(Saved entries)
————
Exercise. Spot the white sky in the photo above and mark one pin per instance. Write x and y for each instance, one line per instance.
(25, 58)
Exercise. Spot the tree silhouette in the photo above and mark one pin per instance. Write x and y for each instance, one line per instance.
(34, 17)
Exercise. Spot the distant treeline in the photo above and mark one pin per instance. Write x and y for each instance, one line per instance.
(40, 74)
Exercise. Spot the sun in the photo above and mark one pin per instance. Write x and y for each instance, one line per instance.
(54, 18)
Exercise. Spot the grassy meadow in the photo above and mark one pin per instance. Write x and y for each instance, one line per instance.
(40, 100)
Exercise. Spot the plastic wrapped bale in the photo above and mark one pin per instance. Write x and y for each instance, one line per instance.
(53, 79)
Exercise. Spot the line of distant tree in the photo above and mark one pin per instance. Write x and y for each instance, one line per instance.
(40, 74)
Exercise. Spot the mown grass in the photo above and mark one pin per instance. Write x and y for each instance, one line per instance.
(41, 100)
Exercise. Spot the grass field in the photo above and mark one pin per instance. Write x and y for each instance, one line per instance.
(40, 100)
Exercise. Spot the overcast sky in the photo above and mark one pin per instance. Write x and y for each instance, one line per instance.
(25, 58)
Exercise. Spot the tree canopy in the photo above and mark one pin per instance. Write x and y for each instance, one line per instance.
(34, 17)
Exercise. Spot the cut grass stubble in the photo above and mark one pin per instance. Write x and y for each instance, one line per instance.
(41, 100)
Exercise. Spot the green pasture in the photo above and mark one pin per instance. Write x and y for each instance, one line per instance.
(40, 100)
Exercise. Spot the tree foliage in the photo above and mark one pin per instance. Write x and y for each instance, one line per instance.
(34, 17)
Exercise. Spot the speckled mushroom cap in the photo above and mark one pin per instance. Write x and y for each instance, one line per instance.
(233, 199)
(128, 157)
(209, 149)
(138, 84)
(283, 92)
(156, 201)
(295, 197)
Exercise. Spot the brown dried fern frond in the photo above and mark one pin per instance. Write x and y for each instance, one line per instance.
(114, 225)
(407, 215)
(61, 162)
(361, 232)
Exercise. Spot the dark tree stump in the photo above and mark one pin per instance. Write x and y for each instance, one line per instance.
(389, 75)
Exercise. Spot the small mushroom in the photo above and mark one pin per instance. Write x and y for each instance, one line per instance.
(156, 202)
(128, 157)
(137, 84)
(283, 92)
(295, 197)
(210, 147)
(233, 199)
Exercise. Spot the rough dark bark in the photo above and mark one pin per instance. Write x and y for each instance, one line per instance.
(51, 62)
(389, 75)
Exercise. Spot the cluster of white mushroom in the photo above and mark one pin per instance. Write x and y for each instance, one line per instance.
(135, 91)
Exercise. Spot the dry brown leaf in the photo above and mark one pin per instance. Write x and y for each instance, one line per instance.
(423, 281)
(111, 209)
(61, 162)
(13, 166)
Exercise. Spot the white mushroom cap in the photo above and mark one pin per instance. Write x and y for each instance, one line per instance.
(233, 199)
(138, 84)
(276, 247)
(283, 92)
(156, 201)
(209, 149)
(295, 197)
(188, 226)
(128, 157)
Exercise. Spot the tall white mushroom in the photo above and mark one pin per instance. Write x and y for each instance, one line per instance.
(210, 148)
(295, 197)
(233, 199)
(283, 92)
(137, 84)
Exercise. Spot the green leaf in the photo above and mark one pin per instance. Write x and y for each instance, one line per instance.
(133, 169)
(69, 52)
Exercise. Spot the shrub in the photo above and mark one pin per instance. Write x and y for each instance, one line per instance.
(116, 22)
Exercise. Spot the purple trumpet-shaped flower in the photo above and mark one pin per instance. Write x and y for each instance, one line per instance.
————
WORK ITEM: Please output every record exactly as it appears.

RESULT OF THIS EXERCISE:
Exercise. Spot the white sky in the photo above and mark one pin per instance. Write x and y for each instance, one line per instance.
(25, 58)
Exercise. Spot the tree silhouette in the photo above and mark one pin per instance. Write x and y for each instance, one line per instance.
(34, 17)
Exercise. Spot the distant treeline in the photo above and mark one pin per instance. Write x and y for each instance, one line per instance.
(40, 74)
Exercise. Spot the sun in the photo above and mark one pin per instance. Write x and y for each instance, one line per instance.
(54, 18)
Exercise. Spot the grassy meadow in the photo above and mark one pin per instance. Write x and y for each instance, one line per instance.
(40, 100)
Exercise. Spot the plastic wrapped bale in the photo above and mark one pin per instance. Write x and y for each instance, one line per instance.
(53, 79)
Exercise. Spot the line of distant tree in the photo above and mark one pin per instance. Write x and y for each instance, one line per instance.
(40, 74)
Exercise. Spot the mown grass in the photo above and mark one pin per instance. Write x and y for each instance, one line per instance.
(41, 100)
Exercise. Spot the grass field in the photo above and mark one pin per instance. Write x and y for each instance, one line per instance.
(40, 100)
Exercise. Spot the overcast sky in the photo above and mark one pin per instance. Write x and y for each instance, one line per instance.
(25, 58)
Exercise. Spot the tree canopy in the photo above and mark one pin per instance. Write x and y for each instance, one line per instance.
(34, 17)
Exercise. Spot the cut grass stubble in the photo above and mark one pin per instance. Write x and y for each instance, one line per instance.
(41, 100)
Exercise. Spot the green pasture in the photo above and mark one pin per instance. Write x and y for each instance, one line per instance.
(40, 100)
Exercise. Spot the tree foliage in the photo above and mark one pin per instance. Write x and y for each instance, one line per instance.
(34, 17)
Exercise. Spot the speckled mushroom cap in the photo above and mark one pin per instance. Write x and y for each instance, one line per instance.
(233, 199)
(128, 157)
(209, 149)
(138, 84)
(283, 92)
(156, 201)
(295, 197)
Exercise. Spot the brown dried fern frond in the photo above and mark one pin per instance. Write x and y for each instance, one line per instance.
(114, 225)
(407, 215)
(61, 162)
(361, 232)
Exercise. Spot the dark tree stump in the photo above and mark one pin per instance. Write x and y for each instance, one line per instance.
(389, 75)
Exercise. Spot the small mushroom in the photo above and mark one pin per instance. Write x and y for each instance, one line per instance.
(156, 202)
(128, 157)
(137, 84)
(283, 92)
(295, 197)
(210, 147)
(233, 199)
Exercise. Spot the rough dark bark in the photo above and mark one pin per instance. Write x and y for each instance, one line per instance.
(51, 62)
(389, 75)
Exercise. Spot the cluster of white mushroom in the photo above and mark one pin per instance. Write x and y for each instance, one line per instance.
(135, 91)
Exercise. Spot the dry brown leaf in the photo above and mark one pin per instance. Write x and y for each instance, one line per instance.
(423, 281)
(111, 209)
(61, 162)
(13, 166)
Exercise. Spot the white mushroom cap in the photo above and mark one pin per instance. Write x and y for each instance, one line per instance.
(233, 199)
(138, 84)
(276, 247)
(283, 92)
(156, 201)
(209, 149)
(295, 197)
(188, 226)
(128, 157)
Exercise. Spot the tall white mushroom in the photo above and mark one pin per instance. Write x and y for each instance, one line per instance.
(210, 148)
(295, 197)
(233, 199)
(283, 92)
(137, 84)
Exercise. Spot the green leaf in the photo above and mark one pin per instance. Write x and y for each instance, one line per instance.
(133, 169)
(69, 52)
Exercise. Spot the shrub in the photo above and mark one pin per instance. Write x and y for each instance, one line per instance.
(116, 22)
Exercise. Spot the purple trumpet-shaped flower in the photo above and mark one pin per instance. Write x and y for each instance, one line per instance.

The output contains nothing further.